■ WHAT YOU ARE ASKED TO DO: Pull out every line in the entries below that contains the string "ridgeline", and copy each of those lines in full.

■ DATA FOR PROCESSING:

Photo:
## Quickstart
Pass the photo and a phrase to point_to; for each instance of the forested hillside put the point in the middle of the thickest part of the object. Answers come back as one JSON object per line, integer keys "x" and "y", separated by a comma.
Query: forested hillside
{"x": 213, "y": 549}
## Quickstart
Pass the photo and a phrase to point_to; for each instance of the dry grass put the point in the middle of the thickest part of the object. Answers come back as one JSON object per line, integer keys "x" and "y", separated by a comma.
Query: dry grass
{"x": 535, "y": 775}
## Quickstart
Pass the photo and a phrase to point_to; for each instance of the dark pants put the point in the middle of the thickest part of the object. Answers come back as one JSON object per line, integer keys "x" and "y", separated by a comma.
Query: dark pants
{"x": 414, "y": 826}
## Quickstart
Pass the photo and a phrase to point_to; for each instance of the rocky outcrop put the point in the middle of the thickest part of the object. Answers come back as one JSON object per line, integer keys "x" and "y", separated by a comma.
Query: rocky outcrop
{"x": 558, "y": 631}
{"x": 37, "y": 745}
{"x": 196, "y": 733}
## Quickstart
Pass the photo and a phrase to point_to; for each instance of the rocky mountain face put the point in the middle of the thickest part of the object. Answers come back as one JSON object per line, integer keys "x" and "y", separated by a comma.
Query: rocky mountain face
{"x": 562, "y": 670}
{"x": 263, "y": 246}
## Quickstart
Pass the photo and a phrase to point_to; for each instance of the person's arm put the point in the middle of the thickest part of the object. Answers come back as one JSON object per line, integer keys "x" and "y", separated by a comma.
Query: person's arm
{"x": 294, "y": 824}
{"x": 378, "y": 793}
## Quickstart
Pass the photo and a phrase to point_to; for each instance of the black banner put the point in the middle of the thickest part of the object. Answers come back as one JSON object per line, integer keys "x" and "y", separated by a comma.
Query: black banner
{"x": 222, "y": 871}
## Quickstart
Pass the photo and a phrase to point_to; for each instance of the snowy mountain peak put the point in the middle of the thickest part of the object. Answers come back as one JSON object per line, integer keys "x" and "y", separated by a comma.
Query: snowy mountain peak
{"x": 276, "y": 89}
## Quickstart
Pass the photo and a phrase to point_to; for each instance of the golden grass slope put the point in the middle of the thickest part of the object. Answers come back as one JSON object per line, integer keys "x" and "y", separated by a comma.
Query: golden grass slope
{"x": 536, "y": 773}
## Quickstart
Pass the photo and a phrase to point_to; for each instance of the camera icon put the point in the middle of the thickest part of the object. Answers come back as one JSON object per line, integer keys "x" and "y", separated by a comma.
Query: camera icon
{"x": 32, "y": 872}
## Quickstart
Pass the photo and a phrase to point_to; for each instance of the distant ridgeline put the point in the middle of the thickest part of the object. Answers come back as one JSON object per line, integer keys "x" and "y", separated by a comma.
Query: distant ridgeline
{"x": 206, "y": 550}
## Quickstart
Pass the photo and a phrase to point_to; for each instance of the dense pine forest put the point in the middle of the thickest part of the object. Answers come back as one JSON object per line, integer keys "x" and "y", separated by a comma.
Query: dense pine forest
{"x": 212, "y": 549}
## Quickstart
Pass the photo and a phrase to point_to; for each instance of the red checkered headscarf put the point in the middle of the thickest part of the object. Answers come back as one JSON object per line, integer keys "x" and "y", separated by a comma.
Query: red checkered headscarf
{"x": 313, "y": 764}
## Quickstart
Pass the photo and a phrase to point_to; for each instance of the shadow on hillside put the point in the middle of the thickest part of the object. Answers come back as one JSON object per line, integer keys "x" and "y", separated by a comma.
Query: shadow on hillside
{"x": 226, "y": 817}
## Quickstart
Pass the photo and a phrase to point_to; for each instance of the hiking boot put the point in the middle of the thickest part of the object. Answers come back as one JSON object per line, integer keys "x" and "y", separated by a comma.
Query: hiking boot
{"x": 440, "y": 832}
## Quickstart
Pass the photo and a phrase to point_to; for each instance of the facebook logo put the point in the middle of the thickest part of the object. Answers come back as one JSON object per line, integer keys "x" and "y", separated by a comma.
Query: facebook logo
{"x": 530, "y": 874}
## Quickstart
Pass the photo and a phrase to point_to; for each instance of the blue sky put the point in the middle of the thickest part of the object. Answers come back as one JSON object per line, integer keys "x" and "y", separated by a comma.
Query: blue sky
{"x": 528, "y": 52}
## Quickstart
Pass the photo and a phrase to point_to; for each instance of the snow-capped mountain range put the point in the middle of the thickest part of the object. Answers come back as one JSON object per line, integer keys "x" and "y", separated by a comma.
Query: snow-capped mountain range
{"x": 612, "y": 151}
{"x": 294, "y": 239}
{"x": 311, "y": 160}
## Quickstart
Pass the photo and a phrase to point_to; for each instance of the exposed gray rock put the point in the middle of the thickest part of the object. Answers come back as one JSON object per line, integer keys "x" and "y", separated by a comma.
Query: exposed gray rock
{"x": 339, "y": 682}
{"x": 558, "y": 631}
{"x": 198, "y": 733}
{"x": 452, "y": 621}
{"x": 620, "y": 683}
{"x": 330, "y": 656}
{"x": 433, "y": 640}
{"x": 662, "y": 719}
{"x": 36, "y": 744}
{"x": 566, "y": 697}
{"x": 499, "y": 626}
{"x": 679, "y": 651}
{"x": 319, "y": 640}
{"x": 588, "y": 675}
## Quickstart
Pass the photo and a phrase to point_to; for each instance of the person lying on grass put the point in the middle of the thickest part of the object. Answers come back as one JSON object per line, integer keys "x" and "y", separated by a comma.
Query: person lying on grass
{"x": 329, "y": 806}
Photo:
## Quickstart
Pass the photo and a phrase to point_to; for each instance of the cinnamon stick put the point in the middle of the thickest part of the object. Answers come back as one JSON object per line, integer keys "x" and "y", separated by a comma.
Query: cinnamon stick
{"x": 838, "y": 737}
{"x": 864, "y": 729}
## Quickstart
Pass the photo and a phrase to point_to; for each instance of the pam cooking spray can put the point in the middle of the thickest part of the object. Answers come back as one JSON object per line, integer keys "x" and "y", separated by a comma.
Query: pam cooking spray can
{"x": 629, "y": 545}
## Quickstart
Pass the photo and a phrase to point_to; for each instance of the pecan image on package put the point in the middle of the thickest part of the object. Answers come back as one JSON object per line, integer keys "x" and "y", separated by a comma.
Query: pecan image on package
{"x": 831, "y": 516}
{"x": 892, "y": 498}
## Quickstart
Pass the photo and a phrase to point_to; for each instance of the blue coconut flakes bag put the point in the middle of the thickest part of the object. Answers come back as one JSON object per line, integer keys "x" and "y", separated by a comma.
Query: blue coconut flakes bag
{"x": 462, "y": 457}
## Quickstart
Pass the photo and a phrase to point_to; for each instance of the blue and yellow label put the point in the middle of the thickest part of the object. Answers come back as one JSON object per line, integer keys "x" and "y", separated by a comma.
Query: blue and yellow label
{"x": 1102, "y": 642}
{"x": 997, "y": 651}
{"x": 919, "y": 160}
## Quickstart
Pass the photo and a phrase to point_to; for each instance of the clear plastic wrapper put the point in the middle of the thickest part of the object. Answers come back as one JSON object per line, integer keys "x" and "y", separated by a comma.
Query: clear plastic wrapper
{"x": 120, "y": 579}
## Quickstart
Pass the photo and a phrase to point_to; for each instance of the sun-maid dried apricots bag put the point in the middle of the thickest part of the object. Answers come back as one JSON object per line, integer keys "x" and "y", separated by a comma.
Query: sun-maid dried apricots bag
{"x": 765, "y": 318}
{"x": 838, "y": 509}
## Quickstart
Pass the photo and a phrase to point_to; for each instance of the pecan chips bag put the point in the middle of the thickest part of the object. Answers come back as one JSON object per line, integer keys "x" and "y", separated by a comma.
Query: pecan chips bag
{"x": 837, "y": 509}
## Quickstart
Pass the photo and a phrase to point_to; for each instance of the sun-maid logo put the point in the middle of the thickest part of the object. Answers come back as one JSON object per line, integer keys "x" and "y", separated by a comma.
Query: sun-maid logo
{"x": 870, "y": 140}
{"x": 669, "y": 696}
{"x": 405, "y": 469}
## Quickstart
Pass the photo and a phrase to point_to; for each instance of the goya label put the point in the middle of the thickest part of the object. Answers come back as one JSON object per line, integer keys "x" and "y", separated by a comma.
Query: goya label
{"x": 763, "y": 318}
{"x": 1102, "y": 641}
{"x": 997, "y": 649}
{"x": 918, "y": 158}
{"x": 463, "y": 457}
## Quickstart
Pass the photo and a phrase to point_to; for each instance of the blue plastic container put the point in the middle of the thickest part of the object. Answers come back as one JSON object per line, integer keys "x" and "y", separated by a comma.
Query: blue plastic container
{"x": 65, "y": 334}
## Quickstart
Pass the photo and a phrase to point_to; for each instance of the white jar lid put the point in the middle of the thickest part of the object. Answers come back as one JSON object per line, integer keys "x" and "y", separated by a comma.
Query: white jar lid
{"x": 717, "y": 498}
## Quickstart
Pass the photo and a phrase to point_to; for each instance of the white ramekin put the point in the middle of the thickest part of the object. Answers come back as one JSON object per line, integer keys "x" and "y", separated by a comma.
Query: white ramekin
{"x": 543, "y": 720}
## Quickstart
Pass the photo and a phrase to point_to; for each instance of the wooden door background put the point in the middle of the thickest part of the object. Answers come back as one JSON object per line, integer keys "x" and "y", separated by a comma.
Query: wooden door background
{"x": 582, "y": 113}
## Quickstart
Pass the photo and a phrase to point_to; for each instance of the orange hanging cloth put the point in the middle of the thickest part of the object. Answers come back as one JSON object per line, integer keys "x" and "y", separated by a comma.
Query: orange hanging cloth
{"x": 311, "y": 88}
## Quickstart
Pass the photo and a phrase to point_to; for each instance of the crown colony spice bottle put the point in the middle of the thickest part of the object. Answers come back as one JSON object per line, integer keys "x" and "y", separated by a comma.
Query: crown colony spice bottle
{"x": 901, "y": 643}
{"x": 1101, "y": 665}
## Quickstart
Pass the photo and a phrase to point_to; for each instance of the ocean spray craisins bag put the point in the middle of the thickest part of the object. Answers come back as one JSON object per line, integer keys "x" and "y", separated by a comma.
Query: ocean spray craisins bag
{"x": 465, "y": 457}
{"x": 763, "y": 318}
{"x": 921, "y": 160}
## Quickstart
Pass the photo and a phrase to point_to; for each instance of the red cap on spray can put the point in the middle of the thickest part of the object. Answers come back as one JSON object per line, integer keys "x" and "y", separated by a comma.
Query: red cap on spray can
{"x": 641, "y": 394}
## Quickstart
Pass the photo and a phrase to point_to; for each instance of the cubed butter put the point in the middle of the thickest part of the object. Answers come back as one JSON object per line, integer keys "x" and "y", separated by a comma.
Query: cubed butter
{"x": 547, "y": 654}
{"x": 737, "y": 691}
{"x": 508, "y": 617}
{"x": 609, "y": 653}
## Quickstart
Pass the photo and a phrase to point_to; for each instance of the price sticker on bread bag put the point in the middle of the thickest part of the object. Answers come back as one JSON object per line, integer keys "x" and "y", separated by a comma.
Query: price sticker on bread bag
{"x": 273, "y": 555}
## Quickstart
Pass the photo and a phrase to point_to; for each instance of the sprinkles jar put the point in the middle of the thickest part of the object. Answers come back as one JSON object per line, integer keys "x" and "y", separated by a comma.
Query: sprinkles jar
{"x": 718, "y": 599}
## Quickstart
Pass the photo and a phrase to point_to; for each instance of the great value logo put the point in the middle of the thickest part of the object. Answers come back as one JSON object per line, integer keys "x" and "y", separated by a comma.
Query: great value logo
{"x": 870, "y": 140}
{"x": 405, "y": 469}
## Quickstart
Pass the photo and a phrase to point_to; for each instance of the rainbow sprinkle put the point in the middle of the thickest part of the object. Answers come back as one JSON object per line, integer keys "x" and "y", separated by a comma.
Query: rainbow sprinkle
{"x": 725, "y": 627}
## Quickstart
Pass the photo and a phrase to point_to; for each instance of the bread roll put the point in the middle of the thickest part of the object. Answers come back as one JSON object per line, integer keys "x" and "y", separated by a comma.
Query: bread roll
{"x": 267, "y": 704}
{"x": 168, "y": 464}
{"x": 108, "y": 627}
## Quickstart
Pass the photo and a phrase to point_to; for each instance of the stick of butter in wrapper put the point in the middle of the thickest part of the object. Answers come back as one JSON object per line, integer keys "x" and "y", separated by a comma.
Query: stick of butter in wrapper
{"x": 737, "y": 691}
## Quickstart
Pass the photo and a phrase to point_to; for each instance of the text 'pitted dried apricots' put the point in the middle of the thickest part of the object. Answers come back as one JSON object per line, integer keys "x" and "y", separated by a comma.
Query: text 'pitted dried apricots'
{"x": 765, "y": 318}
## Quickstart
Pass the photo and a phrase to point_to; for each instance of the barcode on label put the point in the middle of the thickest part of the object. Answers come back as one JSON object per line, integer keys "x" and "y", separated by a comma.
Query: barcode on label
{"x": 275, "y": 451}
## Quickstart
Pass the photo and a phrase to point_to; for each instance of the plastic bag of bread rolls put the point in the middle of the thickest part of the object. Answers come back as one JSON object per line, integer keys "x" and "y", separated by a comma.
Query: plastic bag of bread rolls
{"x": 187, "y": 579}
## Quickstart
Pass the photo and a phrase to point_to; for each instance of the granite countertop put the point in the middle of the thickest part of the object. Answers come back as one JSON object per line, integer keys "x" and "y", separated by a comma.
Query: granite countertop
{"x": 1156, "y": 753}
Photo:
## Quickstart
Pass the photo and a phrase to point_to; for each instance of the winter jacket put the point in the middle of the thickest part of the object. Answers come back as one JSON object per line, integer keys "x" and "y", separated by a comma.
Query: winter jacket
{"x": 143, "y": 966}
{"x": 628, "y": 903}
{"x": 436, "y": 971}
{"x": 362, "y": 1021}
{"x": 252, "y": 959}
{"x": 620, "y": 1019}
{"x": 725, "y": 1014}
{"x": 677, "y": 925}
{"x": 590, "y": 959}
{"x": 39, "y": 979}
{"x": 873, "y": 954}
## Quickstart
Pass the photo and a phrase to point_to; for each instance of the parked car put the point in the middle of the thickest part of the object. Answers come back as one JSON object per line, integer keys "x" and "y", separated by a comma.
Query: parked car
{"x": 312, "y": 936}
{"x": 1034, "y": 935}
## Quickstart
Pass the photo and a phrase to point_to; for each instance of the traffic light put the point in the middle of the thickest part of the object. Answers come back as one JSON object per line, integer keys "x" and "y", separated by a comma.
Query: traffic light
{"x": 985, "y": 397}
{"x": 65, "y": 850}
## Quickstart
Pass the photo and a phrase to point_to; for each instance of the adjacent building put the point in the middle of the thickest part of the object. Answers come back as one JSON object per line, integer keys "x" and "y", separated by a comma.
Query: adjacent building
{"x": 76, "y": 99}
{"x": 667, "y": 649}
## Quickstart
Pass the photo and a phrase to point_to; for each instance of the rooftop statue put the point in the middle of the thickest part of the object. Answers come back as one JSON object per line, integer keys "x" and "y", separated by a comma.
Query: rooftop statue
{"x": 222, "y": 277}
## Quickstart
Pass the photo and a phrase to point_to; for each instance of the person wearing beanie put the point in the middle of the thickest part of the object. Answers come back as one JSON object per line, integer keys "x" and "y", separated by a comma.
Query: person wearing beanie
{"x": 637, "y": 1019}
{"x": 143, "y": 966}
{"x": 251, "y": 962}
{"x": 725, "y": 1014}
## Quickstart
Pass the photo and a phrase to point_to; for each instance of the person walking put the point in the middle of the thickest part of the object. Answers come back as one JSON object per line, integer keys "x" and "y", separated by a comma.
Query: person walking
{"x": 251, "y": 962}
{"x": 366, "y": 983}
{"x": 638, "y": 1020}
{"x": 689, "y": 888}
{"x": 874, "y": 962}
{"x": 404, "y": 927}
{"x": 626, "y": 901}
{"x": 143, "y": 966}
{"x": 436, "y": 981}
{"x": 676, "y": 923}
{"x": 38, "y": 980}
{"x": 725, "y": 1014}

■ RESULT OF THIS EXERCISE:
Pass the photo and a phrase to point_to; for each instance of the distant ridgeline put the point in the middle of the thickest part of the object. Answers come back as one JSON object per line, integer keys "x" and "y", separated by a comma.
Query: distant ridgeline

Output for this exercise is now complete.